* TEXT PROVIDED
Last night's announcement by Frank McCourt that he has agreed to sell the L.A. Dodgers is being greeted in Los Angeles with the kind of rapture that would follow the abolition of smog or the resurrection of Marilyn Monroe. From the mayor to his political opponents on the Board of Supervisors to virtually every damned blogger in town, McCourt's withdrawal has been greeted as the necessary prelude to restoring one of L.A.'s signature institutions-a key component of the L.A. identity-to its former glory.
The saga of the Dodgers under McCourt is just one part of a chronicle of civic decline that has plagued Los Angeles for years. Since McCourt and his then-wife Jamie purchased the Dodgers in 2004 from Rupert Murdoch's News Corporation-though they didn't have enough money to fully pay up, and it's suspected that News Corp closed the deal in full knowledge of that fact, and in full anticipation that the McCourts would show their appreciation by continuing to let Murdoch's sports networks broadcast the club's games-the Dodgers have plummeted steadily downward. Bottom was reached during the past season, when a Giants fan was beaten into a coma in the stadium parking lot, and attendance collapsed as details of the club's finances were revealed in the McCourt's divorce proceedings, in which the McCourts were alleged to have siphoned $189 million in club funds for their personal use. In a court declaration, Jamie McCourt wrote that "Frank and I enjoyed the many perquisites and benefits that come with owning a Major League Baseball team," which, she went on to spell out, included annual salaries for both of them that came to $7 million combined. The McCourts' purchases far exceeded what their salaries appeared to support, though, including adjoining estates in Malibu beach, adjoining mansions down the block from the Playboy Mansion, and similar extravagances in other cities. As the team struggled, and as the great Vin Scully, now 81, continued brilliantly and valiantly broadcasting their games, fans seethed at the resources not being spent to bring the city the kind of team to which it had long been accustomed.
With reports of the McCourts' financial difficulties and their lavish spending seeping daily out of the divorce proceedings, Major League Baseball, in the person of Commissioner Bud Selig, forbade Frank from re-upping the club's broadcast rights with Fox Sports for a multi-decade, $3 billion deal. He feared that a lot of that money would go not to the club but to Frank's divorce settlement to Jamie. Unable to close the deal, McCourt took the club into bankruptcy this summer (where it joined L.A.'s other signature institution, the L.A. Times, which has been tied up in the three-year-and-still-onoing bankruptcy proceedings of Tribune Corporation). With McCourt reportedly fearing that he couldn't meet his debts to Jamie and others without the sale of the broadcast rights, he agreed last night to sell the club, the ballpark, and its parking lots-a package that may well cost the buyer, whoever that turns out to be, close to $1 billion.

* REQUIRED TASKS
- a) According to the article on the Dodgers sale, from whom did the McCourts buy the Dodgers in 2004?
- b) Reproduce the stretch of the article on the Dodgers sale from "Last night's announcement" through "its former glory.".

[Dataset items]
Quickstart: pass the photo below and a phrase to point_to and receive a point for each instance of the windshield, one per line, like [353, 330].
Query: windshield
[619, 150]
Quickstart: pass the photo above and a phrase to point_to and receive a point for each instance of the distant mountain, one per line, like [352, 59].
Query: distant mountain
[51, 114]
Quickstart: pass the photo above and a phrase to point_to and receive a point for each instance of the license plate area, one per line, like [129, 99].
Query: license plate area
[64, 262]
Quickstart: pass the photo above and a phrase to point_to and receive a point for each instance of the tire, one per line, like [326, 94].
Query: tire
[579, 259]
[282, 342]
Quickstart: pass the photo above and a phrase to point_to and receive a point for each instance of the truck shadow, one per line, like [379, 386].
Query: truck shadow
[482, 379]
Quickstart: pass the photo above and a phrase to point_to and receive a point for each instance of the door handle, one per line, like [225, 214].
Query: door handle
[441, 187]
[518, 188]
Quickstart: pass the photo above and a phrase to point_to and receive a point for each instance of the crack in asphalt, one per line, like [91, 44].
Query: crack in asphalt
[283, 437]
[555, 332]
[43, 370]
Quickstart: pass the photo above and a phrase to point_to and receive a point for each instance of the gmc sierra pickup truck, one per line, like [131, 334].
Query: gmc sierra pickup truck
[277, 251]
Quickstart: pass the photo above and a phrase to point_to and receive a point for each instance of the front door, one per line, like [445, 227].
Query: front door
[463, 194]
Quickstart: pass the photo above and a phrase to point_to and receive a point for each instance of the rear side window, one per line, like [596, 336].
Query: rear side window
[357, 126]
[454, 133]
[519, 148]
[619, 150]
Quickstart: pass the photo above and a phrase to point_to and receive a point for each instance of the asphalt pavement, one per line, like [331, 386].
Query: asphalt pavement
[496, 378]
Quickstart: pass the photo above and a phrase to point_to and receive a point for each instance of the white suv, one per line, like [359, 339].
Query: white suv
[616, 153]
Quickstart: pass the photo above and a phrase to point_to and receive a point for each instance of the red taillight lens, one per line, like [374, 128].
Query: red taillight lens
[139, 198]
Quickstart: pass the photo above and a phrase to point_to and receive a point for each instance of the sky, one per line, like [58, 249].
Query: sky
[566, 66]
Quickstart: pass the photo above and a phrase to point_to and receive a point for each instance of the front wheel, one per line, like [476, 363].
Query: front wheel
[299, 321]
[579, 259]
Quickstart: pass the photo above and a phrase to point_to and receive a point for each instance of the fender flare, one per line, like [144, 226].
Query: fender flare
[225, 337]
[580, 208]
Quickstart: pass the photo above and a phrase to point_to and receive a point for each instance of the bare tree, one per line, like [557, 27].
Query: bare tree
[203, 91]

* WORKED SOLUTIONS
- a) They bought the team from Rupert Murdoch's News Corporation.

- b)
Last night's announcement by Frank McCourt that he has agreed to sell the L.A. Dodgers is being greeted in Los Angeles with the kind of rapture that would follow the abolition of smog or the resurrection of Marilyn Monroe. From the mayor to his political opponents on the Board of Supervisors to virtually every damned blogger in town, McCourt's withdrawal has been greeted as the necessary prelude to restoring one of L.A.'s signature institutions-a key component of the L.A. identity-to its former glory.